*PROBLEM 1:* According to the post about new California legislation, how many new bills did the Assembly introduce during February?
*PROBLEM 2:* Carry on the post about new California legislation from its last sentence.

*TEXT SEGMENT:*
========================================================================

Greg Lucas, a former Capitol correspondent for The San Francisco Chronicle has a great blog, California's Capitol. Yesterdayhe wrote about the new legislation recently introduced and the bill list follows this post.
From Greg's blog:
Published March 4th, 2011 by Greg Lucas, California’s Capitol Blog
In the Senate and the Assembly, the deadline to introduce bills was February 18 although committee bills rather than those introduced by an individual members could be logged later. The Assembly Daily File shows AB 1400, AB 1401 and AB 1402 introduced on the first two days of March.
The 80-member Assembly introduced 1,183 new bills during the 28 days of February – an average of 42.25 per day.
For the 40-member Senate, its 792 new pieces of legislation represent a rate of 28.28 per day.
Rounding out its total, the Assembly also introduced four bills in the special session called to cope with the state’s budget woes.
Three Assembly constitutional amendments were also part of the mix as were 19 Assembly Concurrent Resolutions, four Assembly Joint Resolutions and three House Resolutions.
The Senate increased its number of proposed constitutional amendments by two, added 14 Senate Concurrent Resolutions and two Senate Resolutions.
Hundreds of issues are addressed in the stack of new bills.
Creators of “body art,” would be required to register with law enforcement agencies under AB 300, the Safe Body Art Act. Ear piercing is exempt from regulation under the bill.
“Body art” is defined as “body piercing, tattooing, branding or application of permanent cosmetics.”

========================================================================

Rows excerpted from a collection
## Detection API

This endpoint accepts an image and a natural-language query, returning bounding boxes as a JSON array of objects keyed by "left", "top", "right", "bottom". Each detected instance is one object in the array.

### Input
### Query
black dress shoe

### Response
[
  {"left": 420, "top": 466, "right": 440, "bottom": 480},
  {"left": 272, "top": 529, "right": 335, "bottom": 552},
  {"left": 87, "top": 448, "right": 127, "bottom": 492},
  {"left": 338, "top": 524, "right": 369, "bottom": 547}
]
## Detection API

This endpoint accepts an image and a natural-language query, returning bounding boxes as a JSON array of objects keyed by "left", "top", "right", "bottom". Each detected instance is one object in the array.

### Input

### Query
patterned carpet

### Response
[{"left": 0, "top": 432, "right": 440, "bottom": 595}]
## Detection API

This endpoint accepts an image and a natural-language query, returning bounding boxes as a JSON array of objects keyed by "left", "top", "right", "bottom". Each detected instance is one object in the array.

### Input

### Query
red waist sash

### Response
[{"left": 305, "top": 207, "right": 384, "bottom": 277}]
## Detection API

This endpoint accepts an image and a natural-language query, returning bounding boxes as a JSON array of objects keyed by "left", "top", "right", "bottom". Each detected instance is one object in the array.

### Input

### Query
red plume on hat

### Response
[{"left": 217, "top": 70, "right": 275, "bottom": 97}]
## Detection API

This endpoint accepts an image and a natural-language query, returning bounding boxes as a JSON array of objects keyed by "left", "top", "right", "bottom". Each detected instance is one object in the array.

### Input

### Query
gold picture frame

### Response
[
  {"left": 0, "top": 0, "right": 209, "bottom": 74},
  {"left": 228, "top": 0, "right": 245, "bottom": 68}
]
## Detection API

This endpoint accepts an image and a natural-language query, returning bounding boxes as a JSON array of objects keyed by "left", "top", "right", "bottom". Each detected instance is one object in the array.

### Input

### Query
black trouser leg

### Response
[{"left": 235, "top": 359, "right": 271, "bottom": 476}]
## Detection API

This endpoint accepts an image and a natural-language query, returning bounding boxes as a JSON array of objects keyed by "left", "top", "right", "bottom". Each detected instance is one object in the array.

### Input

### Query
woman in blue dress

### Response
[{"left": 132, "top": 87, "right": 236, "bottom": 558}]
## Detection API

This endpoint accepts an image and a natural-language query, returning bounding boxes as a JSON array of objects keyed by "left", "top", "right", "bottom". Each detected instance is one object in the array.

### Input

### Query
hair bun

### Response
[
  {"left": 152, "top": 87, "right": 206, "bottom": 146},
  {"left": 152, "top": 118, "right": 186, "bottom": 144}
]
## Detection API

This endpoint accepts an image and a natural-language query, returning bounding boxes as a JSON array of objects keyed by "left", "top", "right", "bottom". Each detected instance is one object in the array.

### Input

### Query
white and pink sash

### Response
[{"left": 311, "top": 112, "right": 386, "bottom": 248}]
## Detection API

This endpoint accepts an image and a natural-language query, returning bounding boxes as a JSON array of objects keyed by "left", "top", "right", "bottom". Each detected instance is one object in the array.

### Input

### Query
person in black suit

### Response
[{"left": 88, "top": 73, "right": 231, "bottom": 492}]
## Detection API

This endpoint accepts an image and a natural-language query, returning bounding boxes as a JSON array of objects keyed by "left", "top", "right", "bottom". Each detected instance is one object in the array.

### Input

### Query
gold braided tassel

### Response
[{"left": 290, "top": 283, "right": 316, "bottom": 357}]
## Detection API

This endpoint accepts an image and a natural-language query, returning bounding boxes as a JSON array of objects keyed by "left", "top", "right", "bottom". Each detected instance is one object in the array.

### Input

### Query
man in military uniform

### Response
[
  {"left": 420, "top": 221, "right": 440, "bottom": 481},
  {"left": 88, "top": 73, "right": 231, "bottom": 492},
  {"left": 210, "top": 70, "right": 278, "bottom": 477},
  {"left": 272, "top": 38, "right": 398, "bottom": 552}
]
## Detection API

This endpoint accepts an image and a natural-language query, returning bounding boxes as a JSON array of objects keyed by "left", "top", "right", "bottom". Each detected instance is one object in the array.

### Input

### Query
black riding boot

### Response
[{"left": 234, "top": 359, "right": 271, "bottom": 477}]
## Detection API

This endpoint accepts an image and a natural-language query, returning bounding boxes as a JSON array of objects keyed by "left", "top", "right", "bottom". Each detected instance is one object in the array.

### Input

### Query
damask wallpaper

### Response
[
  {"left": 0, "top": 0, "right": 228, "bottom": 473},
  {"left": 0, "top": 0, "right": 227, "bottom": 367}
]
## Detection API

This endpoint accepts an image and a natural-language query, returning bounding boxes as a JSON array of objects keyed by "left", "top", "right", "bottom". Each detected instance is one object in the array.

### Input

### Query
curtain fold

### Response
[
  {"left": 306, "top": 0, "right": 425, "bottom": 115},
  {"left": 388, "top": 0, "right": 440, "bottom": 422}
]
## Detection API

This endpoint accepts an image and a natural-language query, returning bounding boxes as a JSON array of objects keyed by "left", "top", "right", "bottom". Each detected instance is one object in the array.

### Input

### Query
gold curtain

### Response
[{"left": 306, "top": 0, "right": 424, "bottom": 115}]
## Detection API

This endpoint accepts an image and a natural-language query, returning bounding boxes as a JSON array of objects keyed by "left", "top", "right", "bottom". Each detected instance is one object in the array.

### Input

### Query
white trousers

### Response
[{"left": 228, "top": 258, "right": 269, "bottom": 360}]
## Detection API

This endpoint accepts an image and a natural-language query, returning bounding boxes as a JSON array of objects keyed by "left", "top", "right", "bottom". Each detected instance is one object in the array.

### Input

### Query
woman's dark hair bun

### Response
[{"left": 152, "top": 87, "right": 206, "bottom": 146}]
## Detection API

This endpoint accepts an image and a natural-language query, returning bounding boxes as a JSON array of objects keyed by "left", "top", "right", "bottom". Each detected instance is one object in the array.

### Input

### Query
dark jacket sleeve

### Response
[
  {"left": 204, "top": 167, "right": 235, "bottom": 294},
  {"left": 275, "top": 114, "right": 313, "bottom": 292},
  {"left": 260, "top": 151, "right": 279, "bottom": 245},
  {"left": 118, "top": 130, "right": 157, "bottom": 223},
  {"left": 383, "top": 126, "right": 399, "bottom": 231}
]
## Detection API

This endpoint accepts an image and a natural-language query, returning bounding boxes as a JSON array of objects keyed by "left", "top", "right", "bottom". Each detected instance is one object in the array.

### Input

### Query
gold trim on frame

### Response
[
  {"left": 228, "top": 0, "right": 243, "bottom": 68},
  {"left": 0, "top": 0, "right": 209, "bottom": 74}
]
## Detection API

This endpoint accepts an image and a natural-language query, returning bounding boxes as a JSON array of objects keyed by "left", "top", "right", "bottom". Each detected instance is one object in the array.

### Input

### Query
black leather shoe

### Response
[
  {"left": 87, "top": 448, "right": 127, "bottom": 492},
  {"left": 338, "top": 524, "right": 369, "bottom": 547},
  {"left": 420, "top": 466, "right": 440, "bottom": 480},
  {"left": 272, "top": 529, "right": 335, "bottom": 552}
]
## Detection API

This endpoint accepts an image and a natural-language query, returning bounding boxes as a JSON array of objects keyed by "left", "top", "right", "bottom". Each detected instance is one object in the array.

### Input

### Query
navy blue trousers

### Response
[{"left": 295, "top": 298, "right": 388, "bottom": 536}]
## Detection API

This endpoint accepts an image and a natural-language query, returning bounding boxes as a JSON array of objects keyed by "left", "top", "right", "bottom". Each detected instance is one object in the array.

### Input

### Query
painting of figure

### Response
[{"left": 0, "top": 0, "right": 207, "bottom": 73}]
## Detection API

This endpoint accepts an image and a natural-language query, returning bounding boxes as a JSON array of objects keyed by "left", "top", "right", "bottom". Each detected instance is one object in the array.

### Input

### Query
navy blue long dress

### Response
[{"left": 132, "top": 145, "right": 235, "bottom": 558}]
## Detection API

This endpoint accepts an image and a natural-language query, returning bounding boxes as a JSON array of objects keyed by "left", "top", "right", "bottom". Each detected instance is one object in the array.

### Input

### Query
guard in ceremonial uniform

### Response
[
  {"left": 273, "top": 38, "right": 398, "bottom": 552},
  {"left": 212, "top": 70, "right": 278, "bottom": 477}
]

========================================================================

*EXERCISE RESULT 1:* 1,183

*EXERCISE RESULT 2:*
The Senate’s SB 300 would create a 21-member Academic Content Standards Commission for Science and History-Social Science.
Skipping ahead several hundred, AB 550 by Alison Huber, a Lodi Democrat, would require a peripheral canal that diverts water from the Sacramento River and delivers somewhere south of the Sacramento-San Joaquin Delta to be approved by the Legislature.
The Legislative Analyst would be required to examine the feasibility of the project prior to passing a bill creating the canal.
(A task the analyst would no doubt perform without Huber’s edict.)
And, finally, if passed the bill would prohibit the “construction and operation of a peripheral canal from diminishing or negatively affecting the water supplies, water rights, or quality of water for water users within the Sacramento-San Joaquin Delta watershed or imposing any new burdens on infrastructure within, or financial burdens on persons residing in, the Delta or the Delta watershed.”
Narrower in scope is Los Angeles Democrat Alex Padilla’s SB 550, which relates to the makers of commercial optical disks.
No manufacturing equipment or disk molds could be used unless each bears a proper identification mark or code, should Padilla’s bill become law.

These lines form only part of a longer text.